→ **TEXT FOR ANALYSIS**
○ ○ ○ ○ ○ ○ ○
In the first, an enemy squad of four players was closing in on my teammate and me through the streets of a bombed-out town. As we huddled upstairs in one of the buildings and peeked out onto a balcony, I deployed a bomb drone and piloted it into the midst of the onrushing enemies, downing one. As they retreated behind a wall, I hurled a drill charge that affixed itself to the wall and deposited an explosive on the other side, knocking down another player. With the odds leveled, my teammate and I pushed out of our hiding spot and engaged them in a fire fight.

A few rounds later, as the last living member of my squad, I ascended the tallest building in Al Mazrah City, desperate to find cash to buy back my fallen comrades. The proximity chat burst to life as another team searched for me. I placed a mine next to the ascension cable and talked back to them, inviting them to come up and find me while I scurried around frantically, checking rooms and opening cash registers until finally, I had enough to pay for a teammate’s revival. The hunting party finally took the bait and came up the booby-trapped cable, which detonated as planned. I leaped from the top of the building, deployed my parachute and floated into the building’s lobby, landing next to a Hummer EV sitting on a pedestal. I hopped into the driver’s seat and sped away.
○ ○ ○ ○ ○ ○ ○
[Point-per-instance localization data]

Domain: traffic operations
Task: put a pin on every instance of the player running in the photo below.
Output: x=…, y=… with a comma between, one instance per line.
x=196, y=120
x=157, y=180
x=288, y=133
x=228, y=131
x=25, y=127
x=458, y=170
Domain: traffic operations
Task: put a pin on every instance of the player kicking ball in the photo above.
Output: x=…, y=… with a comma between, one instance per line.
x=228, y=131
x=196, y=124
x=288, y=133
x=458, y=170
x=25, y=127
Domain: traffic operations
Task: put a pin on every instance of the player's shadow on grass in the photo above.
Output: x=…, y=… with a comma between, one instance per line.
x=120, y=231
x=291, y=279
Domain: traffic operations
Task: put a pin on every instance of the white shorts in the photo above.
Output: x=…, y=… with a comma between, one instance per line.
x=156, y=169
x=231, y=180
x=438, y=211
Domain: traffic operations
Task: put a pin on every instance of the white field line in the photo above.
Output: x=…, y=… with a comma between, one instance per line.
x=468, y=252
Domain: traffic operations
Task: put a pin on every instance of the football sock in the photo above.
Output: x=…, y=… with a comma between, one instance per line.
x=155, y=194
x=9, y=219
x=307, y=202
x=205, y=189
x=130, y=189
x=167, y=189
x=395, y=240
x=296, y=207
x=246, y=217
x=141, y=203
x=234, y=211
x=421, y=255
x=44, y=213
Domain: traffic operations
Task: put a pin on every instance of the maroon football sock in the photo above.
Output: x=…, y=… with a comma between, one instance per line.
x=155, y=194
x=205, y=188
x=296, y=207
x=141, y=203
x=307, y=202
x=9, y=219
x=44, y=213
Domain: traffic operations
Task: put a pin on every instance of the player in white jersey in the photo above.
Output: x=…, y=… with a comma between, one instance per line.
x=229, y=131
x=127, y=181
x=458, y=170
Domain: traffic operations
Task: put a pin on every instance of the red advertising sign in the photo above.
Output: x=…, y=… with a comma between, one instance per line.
○ ○ ○ ○ ○ ○ ○
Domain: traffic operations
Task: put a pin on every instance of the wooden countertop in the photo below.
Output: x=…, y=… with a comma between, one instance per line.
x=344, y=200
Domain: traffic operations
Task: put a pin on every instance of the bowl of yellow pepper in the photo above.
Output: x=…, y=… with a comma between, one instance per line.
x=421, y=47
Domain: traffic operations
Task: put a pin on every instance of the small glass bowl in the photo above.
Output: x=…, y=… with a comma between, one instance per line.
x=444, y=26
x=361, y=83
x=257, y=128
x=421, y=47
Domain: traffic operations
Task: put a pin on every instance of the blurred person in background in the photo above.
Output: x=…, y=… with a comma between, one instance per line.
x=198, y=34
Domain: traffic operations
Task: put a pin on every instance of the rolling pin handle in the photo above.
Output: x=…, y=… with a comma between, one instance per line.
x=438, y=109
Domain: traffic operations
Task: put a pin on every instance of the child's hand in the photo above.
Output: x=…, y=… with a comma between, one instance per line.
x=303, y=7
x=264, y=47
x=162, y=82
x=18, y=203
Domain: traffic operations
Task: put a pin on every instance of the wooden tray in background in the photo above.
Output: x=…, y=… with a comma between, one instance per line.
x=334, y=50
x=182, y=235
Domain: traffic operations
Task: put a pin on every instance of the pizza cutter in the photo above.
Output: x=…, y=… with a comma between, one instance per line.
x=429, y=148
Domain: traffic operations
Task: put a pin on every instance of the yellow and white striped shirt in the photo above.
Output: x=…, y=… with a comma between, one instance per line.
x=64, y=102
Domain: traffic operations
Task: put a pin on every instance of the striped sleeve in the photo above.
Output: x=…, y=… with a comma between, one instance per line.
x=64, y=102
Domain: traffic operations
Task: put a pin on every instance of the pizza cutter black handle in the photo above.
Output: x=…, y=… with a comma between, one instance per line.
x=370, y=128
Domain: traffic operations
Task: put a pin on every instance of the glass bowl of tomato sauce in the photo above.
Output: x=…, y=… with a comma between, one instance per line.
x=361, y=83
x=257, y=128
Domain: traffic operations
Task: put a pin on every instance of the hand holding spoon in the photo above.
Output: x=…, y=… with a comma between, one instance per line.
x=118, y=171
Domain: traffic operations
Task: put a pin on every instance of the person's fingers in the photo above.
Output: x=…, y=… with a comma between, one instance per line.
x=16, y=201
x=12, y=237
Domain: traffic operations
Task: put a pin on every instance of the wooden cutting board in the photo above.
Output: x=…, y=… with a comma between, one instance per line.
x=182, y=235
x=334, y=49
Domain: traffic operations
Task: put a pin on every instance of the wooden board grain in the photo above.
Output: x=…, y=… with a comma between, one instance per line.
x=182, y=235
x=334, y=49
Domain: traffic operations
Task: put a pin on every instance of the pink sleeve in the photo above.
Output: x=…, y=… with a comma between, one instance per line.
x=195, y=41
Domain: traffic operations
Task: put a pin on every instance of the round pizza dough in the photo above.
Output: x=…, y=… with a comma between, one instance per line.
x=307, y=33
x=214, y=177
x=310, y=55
○ ○ ○ ○ ○ ○ ○
→ **BRIEF 1**
According to the gameplay account, what vehicle was sitting on a pedestal in the building's lobby?
→ **BRIEF 2**
Extract the passage of the gameplay account from "A few rounds" up to and including "and sped away.".
→ **BRIEF 3**
Write a continuation of the gameplay account, picking up after its final sentence.
The items have no connection to the gameplay account.

→ **RESPONSE BOX 1**
A Hummer EV.

→ **RESPONSE BOX 2**
A few rounds later, as the last living member of my squad, I ascended the tallest building in Al Mazrah City, desperate to find cash to buy back my fallen comrades. The proximity chat burst to life as another team searched for me. I placed a mine next to the ascension cable and talked back to them, inviting them to come up and find me while I scurried around frantically, checking rooms and opening cash registers until finally, I had enough to pay for a teammate’s revival. The hunting party finally took the bait and came up the booby-trapped cable, which detonated as planned. I leaped from the top of the building, deployed my parachute and floated into the building’s lobby, landing next to a Hummer EV sitting on a pedestal. I hopped into the driver’s seat and sped away.

→ **RESPONSE BOX 3**
These examples don’t showcase any particular prowess on my part (I died literally seconds after each one), but they do highlight how players can engage with “Warzone 2.0” compared to the more helter-skelter multiplayer modes of “Modern Warfare II.” Aside from the perspiration provided by an initial landing at a crowded point of interest, or the jaw-clenching moments of the final circle, the pace of play is deliberate, allowing players to think, look around and take advantage of the battleground in clever and effective ways.

That playstyle is further indulged by the new DMZ mode, in which players accept a series of orders and then work with up to two other players to fulfill the mission goals and successfully extract via a helicopter while AI enemies and opposing teams stand against them. If players are killed inside the DMZ, they lose whatever items they brought in with them. Mistakes carry consequences.

The entirety of “Warzone 2.0′s” awe-inspiring environment made for a heckuva first impression (ours can be found at the bottom of this review). The majority of the gameplay has been gripping, though also occasionally glitchy: At various times since launch, the party chat has glitched and players couldn’t use the game’s social matchmaking feature to link up with their friends, and players have also reported they’ve lost precious items in the DMZ after encountering a developer error.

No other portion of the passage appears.